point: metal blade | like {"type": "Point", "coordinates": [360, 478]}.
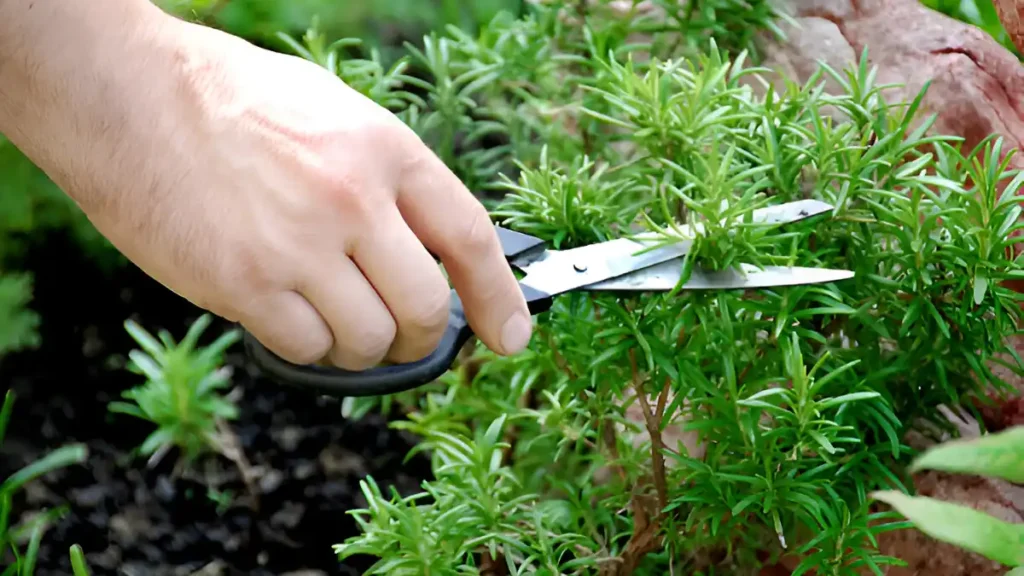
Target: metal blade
{"type": "Point", "coordinates": [665, 276]}
{"type": "Point", "coordinates": [557, 272]}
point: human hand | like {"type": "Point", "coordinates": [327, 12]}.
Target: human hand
{"type": "Point", "coordinates": [261, 188]}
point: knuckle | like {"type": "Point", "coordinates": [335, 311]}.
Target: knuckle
{"type": "Point", "coordinates": [303, 355]}
{"type": "Point", "coordinates": [421, 330]}
{"type": "Point", "coordinates": [368, 347]}
{"type": "Point", "coordinates": [478, 234]}
{"type": "Point", "coordinates": [428, 316]}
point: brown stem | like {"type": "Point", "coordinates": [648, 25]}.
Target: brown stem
{"type": "Point", "coordinates": [653, 430]}
{"type": "Point", "coordinates": [229, 446]}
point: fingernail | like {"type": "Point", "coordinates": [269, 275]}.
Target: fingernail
{"type": "Point", "coordinates": [515, 333]}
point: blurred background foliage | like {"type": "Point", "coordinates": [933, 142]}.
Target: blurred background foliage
{"type": "Point", "coordinates": [381, 24]}
{"type": "Point", "coordinates": [979, 12]}
{"type": "Point", "coordinates": [31, 206]}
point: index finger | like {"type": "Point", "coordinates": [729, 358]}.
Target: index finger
{"type": "Point", "coordinates": [456, 227]}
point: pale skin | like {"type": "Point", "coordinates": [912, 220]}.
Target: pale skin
{"type": "Point", "coordinates": [256, 184]}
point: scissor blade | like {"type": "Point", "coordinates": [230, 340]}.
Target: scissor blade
{"type": "Point", "coordinates": [665, 276]}
{"type": "Point", "coordinates": [557, 272]}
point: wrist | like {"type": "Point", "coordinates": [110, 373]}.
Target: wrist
{"type": "Point", "coordinates": [76, 80]}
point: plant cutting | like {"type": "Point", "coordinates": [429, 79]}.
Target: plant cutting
{"type": "Point", "coordinates": [691, 432]}
{"type": "Point", "coordinates": [15, 560]}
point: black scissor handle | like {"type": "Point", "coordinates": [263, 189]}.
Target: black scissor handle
{"type": "Point", "coordinates": [384, 379]}
{"type": "Point", "coordinates": [398, 377]}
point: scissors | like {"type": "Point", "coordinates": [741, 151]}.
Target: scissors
{"type": "Point", "coordinates": [623, 264]}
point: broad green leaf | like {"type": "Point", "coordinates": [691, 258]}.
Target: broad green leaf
{"type": "Point", "coordinates": [998, 455]}
{"type": "Point", "coordinates": [958, 525]}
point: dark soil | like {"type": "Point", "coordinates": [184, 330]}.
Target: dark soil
{"type": "Point", "coordinates": [135, 520]}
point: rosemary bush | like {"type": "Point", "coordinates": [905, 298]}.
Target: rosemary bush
{"type": "Point", "coordinates": [690, 433]}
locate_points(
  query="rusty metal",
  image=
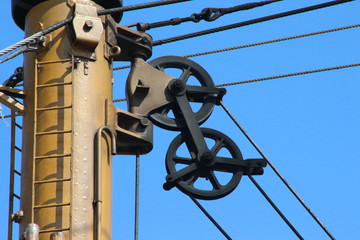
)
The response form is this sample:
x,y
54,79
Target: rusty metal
x,y
57,236
98,162
13,217
20,8
69,81
32,232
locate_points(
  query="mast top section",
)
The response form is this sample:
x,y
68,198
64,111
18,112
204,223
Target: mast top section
x,y
20,9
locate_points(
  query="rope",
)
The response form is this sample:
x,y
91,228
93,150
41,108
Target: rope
x,y
137,198
207,14
277,76
289,75
266,78
275,207
260,43
139,6
210,218
249,22
37,35
276,171
271,41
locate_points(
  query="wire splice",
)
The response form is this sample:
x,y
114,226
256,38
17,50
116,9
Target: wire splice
x,y
207,14
249,22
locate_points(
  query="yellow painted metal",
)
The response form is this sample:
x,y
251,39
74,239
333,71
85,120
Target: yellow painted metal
x,y
69,97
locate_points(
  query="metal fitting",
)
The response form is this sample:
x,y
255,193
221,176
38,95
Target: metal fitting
x,y
57,236
16,217
32,232
88,25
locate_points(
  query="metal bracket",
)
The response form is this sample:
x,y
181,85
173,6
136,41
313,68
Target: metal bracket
x,y
87,30
134,134
9,101
145,88
133,44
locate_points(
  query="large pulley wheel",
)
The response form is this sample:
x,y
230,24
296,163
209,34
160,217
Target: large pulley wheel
x,y
188,70
215,177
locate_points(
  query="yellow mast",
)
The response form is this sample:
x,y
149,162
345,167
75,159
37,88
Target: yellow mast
x,y
68,85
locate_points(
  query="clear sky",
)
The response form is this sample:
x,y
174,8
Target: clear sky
x,y
308,126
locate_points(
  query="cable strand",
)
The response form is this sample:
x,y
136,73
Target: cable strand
x,y
277,172
249,22
207,214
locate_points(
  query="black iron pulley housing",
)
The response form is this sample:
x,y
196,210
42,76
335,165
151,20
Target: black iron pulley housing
x,y
189,73
20,9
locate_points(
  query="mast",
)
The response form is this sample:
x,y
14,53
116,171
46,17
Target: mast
x,y
69,122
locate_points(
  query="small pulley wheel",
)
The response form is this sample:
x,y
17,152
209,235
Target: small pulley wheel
x,y
211,176
188,69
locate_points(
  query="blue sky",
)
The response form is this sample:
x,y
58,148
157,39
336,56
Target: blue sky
x,y
308,126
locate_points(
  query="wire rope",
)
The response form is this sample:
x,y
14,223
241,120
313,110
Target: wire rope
x,y
208,14
139,6
289,75
277,77
269,41
277,171
137,198
249,22
275,207
207,214
260,43
60,24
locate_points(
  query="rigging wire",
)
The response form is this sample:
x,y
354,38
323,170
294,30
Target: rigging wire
x,y
139,6
262,79
269,41
275,207
207,214
207,14
249,22
277,171
260,43
276,77
137,198
62,23
289,75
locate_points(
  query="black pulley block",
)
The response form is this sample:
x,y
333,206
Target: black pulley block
x,y
193,76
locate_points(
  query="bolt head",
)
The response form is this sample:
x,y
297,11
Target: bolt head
x,y
88,25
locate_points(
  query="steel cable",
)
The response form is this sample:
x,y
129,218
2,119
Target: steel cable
x,y
277,172
208,14
260,43
56,26
210,218
275,207
249,22
289,75
139,6
137,197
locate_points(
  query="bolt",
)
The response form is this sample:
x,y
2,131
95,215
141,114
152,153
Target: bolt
x,y
144,122
88,25
145,39
177,87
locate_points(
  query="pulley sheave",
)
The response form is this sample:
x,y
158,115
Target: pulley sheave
x,y
188,69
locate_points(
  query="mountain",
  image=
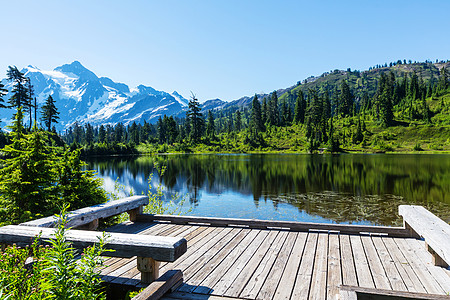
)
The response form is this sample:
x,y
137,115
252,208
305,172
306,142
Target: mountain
x,y
83,97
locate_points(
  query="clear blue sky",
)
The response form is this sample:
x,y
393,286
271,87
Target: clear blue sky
x,y
220,49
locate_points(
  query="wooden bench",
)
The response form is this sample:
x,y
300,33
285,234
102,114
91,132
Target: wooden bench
x,y
435,231
90,215
150,250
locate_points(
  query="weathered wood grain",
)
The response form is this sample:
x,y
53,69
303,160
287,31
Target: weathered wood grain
x,y
435,231
258,278
392,273
318,287
287,282
376,268
334,279
238,265
243,277
305,271
407,274
368,293
348,264
162,285
419,268
263,224
88,214
124,245
361,264
273,279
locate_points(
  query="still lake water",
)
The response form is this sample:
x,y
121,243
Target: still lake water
x,y
346,188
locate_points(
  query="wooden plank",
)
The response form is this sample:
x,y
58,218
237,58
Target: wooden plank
x,y
215,258
318,287
430,284
193,254
123,244
407,274
361,264
437,272
202,237
387,261
229,258
334,279
376,268
294,226
367,293
258,278
348,264
88,214
304,275
273,279
131,227
162,285
229,276
287,282
435,231
243,277
189,296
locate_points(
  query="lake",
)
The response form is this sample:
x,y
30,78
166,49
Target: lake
x,y
345,188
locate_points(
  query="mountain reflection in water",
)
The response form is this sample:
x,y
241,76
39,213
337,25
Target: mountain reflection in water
x,y
350,188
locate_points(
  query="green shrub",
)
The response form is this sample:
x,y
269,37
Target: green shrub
x,y
55,273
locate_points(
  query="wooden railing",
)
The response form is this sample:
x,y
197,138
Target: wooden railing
x,y
271,224
89,216
149,250
436,232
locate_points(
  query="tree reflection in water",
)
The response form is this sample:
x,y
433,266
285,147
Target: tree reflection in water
x,y
340,188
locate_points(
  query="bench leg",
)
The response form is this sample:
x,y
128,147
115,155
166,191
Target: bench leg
x,y
435,258
411,231
149,269
135,212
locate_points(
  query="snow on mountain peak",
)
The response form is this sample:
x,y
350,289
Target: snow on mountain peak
x,y
83,97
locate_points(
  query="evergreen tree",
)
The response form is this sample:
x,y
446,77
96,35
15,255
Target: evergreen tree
x,y
384,104
264,111
49,113
101,134
161,129
20,96
210,127
3,92
443,80
89,134
256,120
170,126
238,121
345,100
195,119
273,114
29,107
300,108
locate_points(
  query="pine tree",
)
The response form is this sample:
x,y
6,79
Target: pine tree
x,y
195,119
256,120
101,134
345,100
238,121
3,92
273,114
30,105
300,108
161,129
20,96
49,113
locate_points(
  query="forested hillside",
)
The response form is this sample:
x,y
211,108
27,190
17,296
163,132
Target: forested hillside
x,y
403,106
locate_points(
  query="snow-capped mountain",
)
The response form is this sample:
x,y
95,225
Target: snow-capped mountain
x,y
82,96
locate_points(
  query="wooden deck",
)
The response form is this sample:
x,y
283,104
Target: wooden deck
x,y
242,263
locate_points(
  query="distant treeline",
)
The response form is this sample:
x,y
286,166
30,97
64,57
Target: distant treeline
x,y
328,115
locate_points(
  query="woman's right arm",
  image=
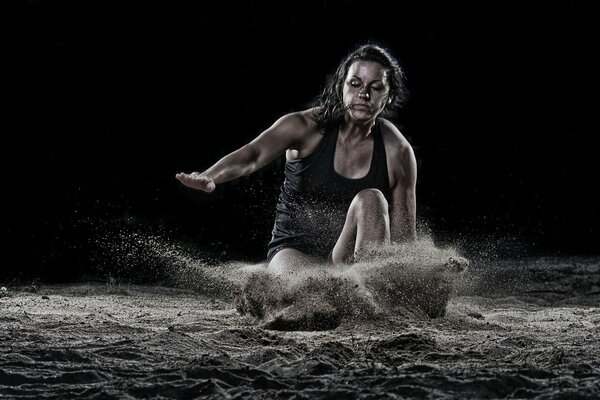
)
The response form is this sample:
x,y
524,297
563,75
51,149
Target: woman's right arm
x,y
285,133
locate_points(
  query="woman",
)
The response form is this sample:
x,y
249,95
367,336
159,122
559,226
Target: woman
x,y
350,174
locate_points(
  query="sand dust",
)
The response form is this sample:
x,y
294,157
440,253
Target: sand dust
x,y
514,328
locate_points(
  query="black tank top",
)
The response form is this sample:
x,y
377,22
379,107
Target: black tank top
x,y
314,198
* * * * * * *
Problem description:
Please give again the entries word for word, starting at the first line and ending with the line that contains "point: knuckle |"; include both of those lines but none of the pictures.

Answer for the task:
point: metal blade | like {"type": "Point", "coordinates": [360, 478]}.
Target: metal blade
{"type": "Point", "coordinates": [665, 276]}
{"type": "Point", "coordinates": [557, 272]}
point: human hand | like {"type": "Point", "coordinates": [327, 12]}.
Target: human hand
{"type": "Point", "coordinates": [261, 188]}
point: knuckle | like {"type": "Point", "coordinates": [335, 311]}.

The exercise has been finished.